- [Task item] Below are entries; tally how many lines hold the string "white" and answer with only that figure.

- [Task inputs]
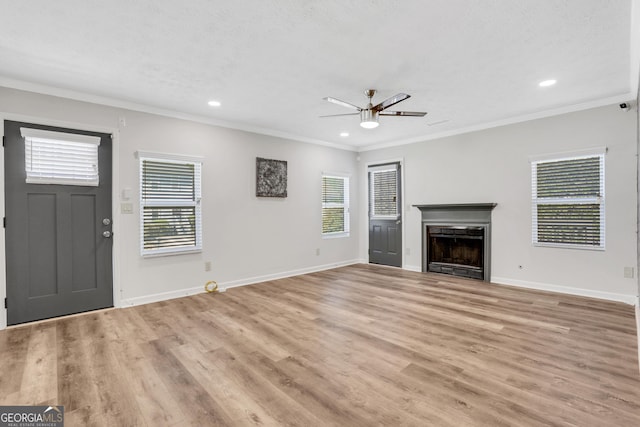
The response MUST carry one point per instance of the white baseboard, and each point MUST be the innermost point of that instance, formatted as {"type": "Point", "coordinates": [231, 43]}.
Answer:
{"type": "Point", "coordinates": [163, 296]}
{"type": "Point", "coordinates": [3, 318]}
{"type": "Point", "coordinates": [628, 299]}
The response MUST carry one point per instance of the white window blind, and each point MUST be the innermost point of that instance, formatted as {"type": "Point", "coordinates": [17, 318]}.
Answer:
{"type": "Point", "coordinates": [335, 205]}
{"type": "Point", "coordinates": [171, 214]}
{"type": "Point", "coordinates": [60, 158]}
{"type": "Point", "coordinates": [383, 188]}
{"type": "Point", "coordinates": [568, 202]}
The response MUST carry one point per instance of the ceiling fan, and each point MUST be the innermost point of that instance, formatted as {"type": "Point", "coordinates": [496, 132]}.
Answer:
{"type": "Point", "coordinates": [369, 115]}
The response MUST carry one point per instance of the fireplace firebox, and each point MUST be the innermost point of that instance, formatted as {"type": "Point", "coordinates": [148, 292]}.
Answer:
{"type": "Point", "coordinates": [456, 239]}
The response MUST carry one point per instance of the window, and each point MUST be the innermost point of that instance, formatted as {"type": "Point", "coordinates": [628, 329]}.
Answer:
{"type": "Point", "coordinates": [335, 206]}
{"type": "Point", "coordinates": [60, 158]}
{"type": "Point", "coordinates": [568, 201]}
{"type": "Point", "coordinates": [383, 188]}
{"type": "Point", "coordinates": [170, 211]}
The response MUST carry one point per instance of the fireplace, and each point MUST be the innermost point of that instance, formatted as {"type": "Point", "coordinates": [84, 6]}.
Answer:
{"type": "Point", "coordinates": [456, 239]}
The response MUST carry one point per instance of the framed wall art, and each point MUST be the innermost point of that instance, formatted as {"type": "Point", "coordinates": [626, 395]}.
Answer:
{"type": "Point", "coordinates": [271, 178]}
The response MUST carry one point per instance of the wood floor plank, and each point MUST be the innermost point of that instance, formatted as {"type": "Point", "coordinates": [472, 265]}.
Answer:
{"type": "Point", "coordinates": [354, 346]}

---

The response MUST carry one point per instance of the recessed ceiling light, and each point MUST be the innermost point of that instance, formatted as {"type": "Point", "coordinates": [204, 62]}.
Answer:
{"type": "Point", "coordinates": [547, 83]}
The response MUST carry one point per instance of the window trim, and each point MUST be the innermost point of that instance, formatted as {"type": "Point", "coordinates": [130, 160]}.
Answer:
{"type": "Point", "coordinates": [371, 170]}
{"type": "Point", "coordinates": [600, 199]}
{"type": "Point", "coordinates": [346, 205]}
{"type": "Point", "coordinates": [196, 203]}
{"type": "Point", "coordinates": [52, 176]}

---

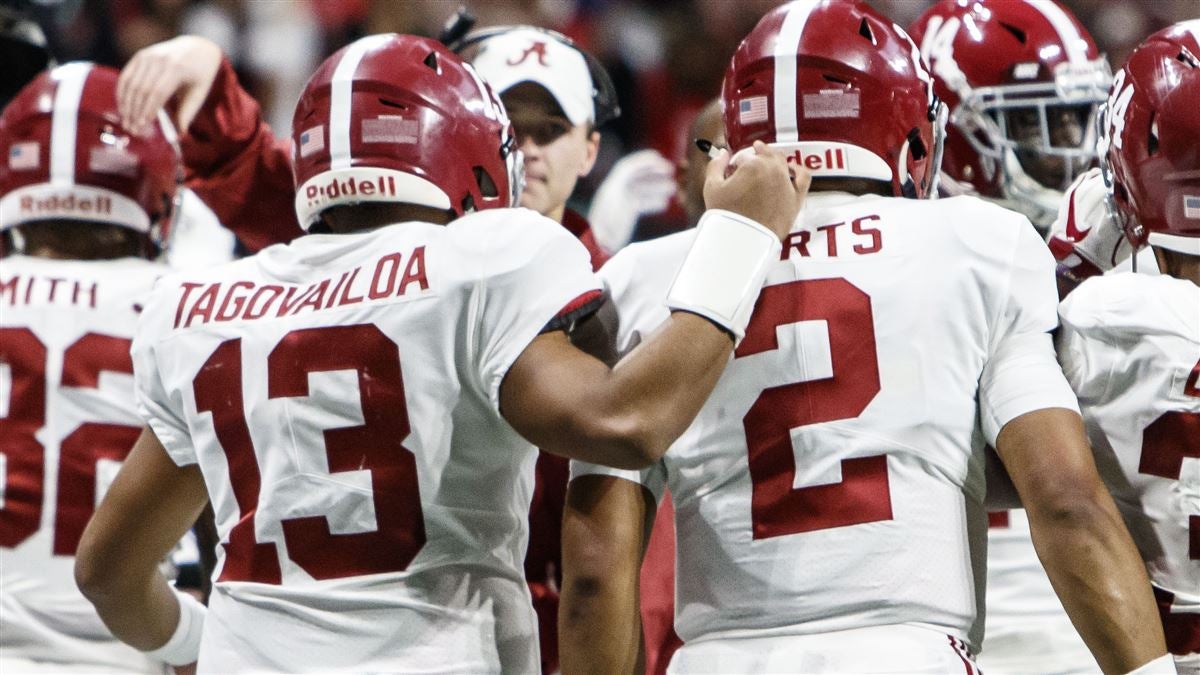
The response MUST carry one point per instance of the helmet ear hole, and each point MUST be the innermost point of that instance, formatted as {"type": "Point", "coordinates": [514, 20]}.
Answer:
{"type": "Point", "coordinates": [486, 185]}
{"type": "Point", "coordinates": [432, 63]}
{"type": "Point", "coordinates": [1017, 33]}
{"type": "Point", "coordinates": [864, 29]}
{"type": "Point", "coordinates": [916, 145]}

- [Response for this exercise] 2